Items from a data source:
★ ★ ★ ★

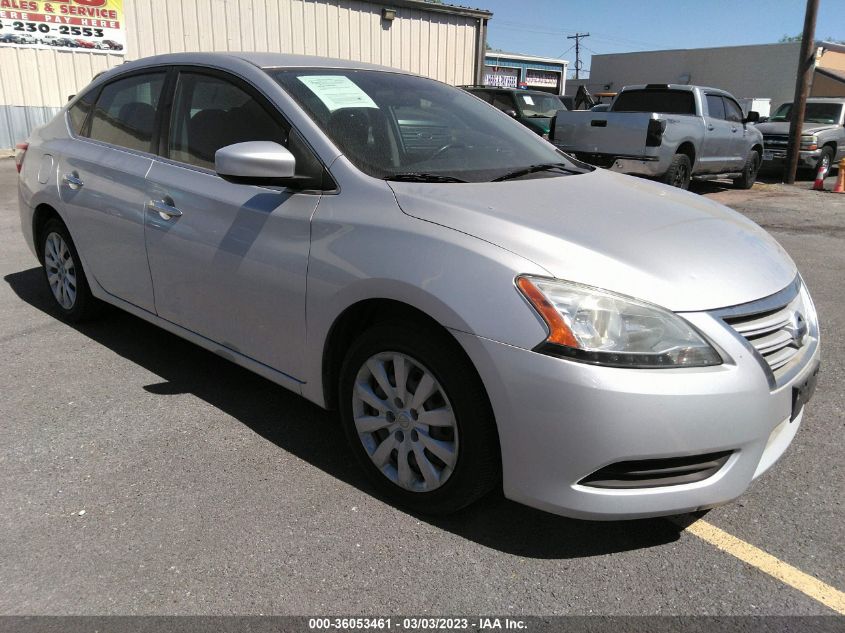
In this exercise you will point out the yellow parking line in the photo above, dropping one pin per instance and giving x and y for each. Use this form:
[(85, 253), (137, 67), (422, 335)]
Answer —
[(754, 556)]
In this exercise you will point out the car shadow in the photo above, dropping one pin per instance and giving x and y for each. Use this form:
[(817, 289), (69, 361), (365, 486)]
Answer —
[(314, 435)]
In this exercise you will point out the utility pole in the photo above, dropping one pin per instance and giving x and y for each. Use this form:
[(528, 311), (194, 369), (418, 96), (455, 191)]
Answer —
[(577, 37), (802, 88)]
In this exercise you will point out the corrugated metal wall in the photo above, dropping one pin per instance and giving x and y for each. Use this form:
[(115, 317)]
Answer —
[(34, 83)]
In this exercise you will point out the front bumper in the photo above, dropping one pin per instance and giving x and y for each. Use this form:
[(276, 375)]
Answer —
[(777, 158), (560, 421)]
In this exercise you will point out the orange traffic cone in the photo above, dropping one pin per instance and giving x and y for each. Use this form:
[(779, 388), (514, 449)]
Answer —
[(840, 179), (819, 184)]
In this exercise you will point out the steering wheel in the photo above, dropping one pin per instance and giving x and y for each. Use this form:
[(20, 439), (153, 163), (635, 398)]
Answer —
[(446, 148)]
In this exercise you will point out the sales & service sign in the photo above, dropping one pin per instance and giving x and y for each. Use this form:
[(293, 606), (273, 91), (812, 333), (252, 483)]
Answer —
[(92, 26)]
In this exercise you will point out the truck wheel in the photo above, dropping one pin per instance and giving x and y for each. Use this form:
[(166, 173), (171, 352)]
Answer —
[(825, 160), (749, 172), (679, 172)]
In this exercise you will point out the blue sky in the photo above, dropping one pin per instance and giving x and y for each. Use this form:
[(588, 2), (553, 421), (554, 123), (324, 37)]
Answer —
[(540, 27)]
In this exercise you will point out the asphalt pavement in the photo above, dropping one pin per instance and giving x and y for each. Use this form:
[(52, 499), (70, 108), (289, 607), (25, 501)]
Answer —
[(140, 474)]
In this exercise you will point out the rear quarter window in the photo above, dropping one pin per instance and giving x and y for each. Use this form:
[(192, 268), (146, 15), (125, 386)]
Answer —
[(79, 111), (661, 101)]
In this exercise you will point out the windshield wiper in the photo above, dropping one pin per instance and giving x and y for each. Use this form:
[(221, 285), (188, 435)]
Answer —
[(531, 169), (422, 177)]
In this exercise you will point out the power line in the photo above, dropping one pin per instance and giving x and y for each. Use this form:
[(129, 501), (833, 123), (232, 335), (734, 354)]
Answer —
[(577, 37), (566, 51)]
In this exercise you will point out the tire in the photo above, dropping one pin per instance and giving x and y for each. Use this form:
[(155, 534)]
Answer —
[(749, 171), (465, 464), (63, 274), (679, 172), (826, 160)]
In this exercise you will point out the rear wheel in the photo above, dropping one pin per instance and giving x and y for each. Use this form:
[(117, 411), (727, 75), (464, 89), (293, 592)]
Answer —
[(749, 171), (418, 419), (64, 275), (679, 172)]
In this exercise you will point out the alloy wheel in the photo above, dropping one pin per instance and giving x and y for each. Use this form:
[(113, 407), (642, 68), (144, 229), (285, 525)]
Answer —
[(405, 422), (61, 270)]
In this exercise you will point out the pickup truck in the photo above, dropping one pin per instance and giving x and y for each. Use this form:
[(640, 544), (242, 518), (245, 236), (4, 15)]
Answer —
[(822, 135), (669, 132)]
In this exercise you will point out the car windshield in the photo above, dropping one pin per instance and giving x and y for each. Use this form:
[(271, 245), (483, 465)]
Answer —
[(533, 105), (814, 113), (404, 127)]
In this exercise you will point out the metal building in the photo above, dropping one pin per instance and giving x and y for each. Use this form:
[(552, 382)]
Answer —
[(441, 41), (760, 71)]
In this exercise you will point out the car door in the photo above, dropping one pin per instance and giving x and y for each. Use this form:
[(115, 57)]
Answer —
[(739, 135), (102, 183), (716, 145), (228, 260)]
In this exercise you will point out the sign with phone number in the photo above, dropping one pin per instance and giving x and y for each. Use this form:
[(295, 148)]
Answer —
[(91, 26)]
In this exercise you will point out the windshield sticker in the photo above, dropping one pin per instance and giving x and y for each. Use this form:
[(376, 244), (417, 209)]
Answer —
[(336, 92)]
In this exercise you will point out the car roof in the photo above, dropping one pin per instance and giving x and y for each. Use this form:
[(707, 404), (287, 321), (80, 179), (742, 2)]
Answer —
[(262, 60), (685, 87)]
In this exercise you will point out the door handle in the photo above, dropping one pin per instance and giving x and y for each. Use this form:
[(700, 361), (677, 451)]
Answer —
[(72, 180), (166, 211)]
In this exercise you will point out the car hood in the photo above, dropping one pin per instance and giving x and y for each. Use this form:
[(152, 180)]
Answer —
[(783, 128), (624, 234)]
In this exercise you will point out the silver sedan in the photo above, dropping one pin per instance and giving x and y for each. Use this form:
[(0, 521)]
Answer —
[(482, 310)]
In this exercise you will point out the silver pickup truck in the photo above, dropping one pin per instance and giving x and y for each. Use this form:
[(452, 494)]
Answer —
[(669, 132), (822, 135)]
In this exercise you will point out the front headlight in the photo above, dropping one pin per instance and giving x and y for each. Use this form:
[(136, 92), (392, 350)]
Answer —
[(603, 328), (810, 142)]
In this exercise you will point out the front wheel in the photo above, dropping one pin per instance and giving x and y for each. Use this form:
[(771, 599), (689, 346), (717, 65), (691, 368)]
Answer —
[(679, 172), (749, 172), (418, 419)]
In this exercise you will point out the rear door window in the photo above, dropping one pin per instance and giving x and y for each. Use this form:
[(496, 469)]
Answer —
[(732, 111), (715, 106), (661, 101), (126, 110)]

★ ★ ★ ★

Can you reproduce every item above word for word, leaving out the picture?

In this exercise you will point out the yellow parking line in the photo above, dropping one pin per instance and giving x and y for each. Use this form:
[(85, 253), (137, 67), (422, 335)]
Answer —
[(754, 556)]
In this exercise you will point out the car shadow in the photo above, dropping one pin per instance and giving x and y for each. Use this form:
[(817, 289), (69, 361), (365, 486)]
Answer —
[(314, 435)]
In this exercise you will point out the utility pole in the photo above, dropping one pin per instance and giving x and y for each. Use this form:
[(528, 311), (194, 369), (418, 96), (455, 191)]
Answer —
[(577, 37), (802, 88)]
In this exercise you will point out the corrugated metal wall in the photo above, dropping one pin per instance and giving x and y for each. Use this form:
[(115, 317)]
Answer —
[(34, 83)]
In this exercise you will point out the front bumper in the photo above, dropping one pin per instance and giving x and y for each. Use this form:
[(276, 375)]
Answer —
[(777, 158), (560, 421)]
In this exercise you will point out the orange traffic cone in the photo above, dropping one pin per instance and giving x and y for each. Use this form:
[(779, 388), (514, 449)]
Answer —
[(840, 179), (819, 184)]
In this exercise you will point out the steering wheel in the photo above, dropping one pin per instance and giving x and y for each. Use this form:
[(20, 439), (153, 163), (635, 398)]
Answer —
[(446, 148)]
In this exercise you will point out the sales & service sign in the photo above, dropping one pin per instance and giving x and y for each. Use this form:
[(293, 606), (273, 91), (812, 333), (252, 483)]
Answer —
[(92, 26)]
In this exercise you will point out the truck wheel in the photo above, dropping one pin per instance and giving x and y for each. Use this form:
[(166, 173), (171, 352)]
Answer —
[(825, 160), (749, 172), (679, 172)]
In this exercise you will point out the blue sky in the photo above, dropping one pin per instance and giving x and y for each. Use this form:
[(588, 2), (553, 421), (554, 123), (324, 37)]
Answer —
[(540, 27)]
In this exercise you will point out the asphalt pavement in the photo above, dropping one pin per instance and giving x and y for each. Use this form:
[(52, 499), (70, 108), (289, 607), (25, 501)]
Answer —
[(140, 474)]
In this exercise you will point out the rear quarter window in the photo above, dropping one pin per instance and giving x and y for each. Use this form:
[(192, 268), (146, 15), (125, 386)]
Answer —
[(79, 111), (661, 101)]
In this exercise you will point out the windshield wiper in the photo above, dropping one pin per instance and giving x and y for each. Use this form:
[(221, 285), (188, 435)]
Answer —
[(531, 169), (422, 177)]
In this exercise you will point out the power line in the photo above, dropping one pin per instance and giving x and y for each. Use this form:
[(129, 501), (833, 123), (232, 335), (734, 354)]
Answer —
[(577, 37), (566, 51)]
In this exercise you will point out the tire in the photo above, dropping one pin per instance and giving x and y for each. Use this form:
[(155, 534)]
Answer —
[(749, 171), (465, 464), (63, 274), (679, 172), (826, 160)]
In this exercise you will point out the rear wheel in the photo above, dropping one pin per instance and giving x and y for each. Use this form:
[(117, 411), (727, 75), (464, 89), (293, 592)]
Answer —
[(749, 171), (418, 419), (64, 275), (679, 172)]
In this exercise you will point out the alloy wheel in the photo above, dropping one pin per instance and giving x and y for each. Use this form:
[(113, 407), (642, 68), (144, 229), (285, 525)]
Answer —
[(405, 422), (61, 270)]
In this exercise you will point out the pickup truck in the photo above, dropping one pin per instance and giving x and y for each. Use this form:
[(640, 544), (242, 518), (245, 236), (4, 15)]
Answer —
[(822, 135), (669, 132)]
In this exercise you will point out the car windshield in the photo above, dropping one pin per instance and giving x and y for each. Use this form:
[(271, 245), (483, 465)]
Answer —
[(533, 105), (814, 113), (404, 127)]
In this exercise you will point out the metal building in the photo above, dropping one pin per instance and giving x and y for each. Use this form:
[(552, 382)]
Answer —
[(441, 41), (760, 71)]
In this exercise you will point out the car door in the photo above, dropping one pin per instance and giving x and y for each. Use this form:
[(115, 57)]
Answer —
[(739, 135), (102, 183), (716, 145), (228, 260)]
In this exercise you will point out the sign with phone number in the photo above, dropping one pin per instance and giving x and y for each. Use this form:
[(295, 148)]
Answer —
[(91, 26)]
In this exercise you will point out the windshield sticker in the photo above, dropping one pin per instance and giving x and y for each. Use this form:
[(376, 244), (417, 209)]
Answer —
[(336, 92)]
In this exercise you will point out the car roof in the photo above, dropping one pin per instance and giving x and y for each. Use this form:
[(707, 404), (287, 321), (80, 179), (742, 2)]
Answer —
[(262, 60), (685, 87)]
In this exercise you will point out the door handle in the photo above, dropping one pin per instance and giving x and y for each. Use this form:
[(700, 361), (677, 451)]
Answer —
[(72, 180), (166, 211)]
In this exercise you will point out the car hood in the photo above, dropping one pin per instance and giving x and y for each. Use this form:
[(152, 180)]
Answer —
[(783, 128), (624, 234)]
In this exercise you will point out the silver sedan in the photo above, dropping one pin per instance and giving x and y for each. Use this form:
[(0, 521)]
Answer —
[(482, 310)]
In this exercise you will point out the silver pickup truck in the photo above, dropping one pin per instance and giving x and y for each. Use this form:
[(452, 494)]
Answer —
[(669, 132), (822, 135)]
In this exercise you will point out the front headlight in the photo above, dropping one pin per instance and giving x and y for each. Use this form:
[(136, 92), (392, 350)]
Answer —
[(603, 328), (810, 142)]
In this exercise you will point out the front wheel in the photo above, dropping one pin per instance and giving x and y for each. Use this form:
[(771, 599), (689, 346), (717, 65), (691, 368)]
Answer —
[(679, 172), (749, 172), (418, 419)]
In this exercise you will point out the rear door window in the photo above, dropping one pin per instance and giving x and y for each. Use this form:
[(496, 469)]
Answer —
[(732, 111), (715, 106), (661, 101), (126, 110)]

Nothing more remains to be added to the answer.